Start of RECORDS
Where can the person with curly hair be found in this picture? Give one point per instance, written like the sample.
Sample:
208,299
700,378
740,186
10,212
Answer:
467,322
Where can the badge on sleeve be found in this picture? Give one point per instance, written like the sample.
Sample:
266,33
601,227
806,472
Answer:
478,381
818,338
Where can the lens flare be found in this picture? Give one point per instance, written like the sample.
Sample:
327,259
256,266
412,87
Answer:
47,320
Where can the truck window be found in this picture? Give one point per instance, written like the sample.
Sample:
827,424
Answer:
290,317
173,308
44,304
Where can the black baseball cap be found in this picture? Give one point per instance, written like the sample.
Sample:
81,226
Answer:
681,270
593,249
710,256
End of RECORDS
**TASK OBJECTIVE:** What lines of the material above include "Where"? Copy each one.

**ANSWER BOX:**
Where can the person with curly hair be found in this picture? Give one point per instance, written like the sample.
Where can the badge on sleeve be found in this picture? Give one point per instance, written like the sample.
Where can the lens flare be found in this picture? Give one point per instance, written like the sample.
Where can the truck window be found in this picture? Give one point per instance, written like the sample.
Where can the black baseball cap be found in this picture? Give one point per instance, written like the sample.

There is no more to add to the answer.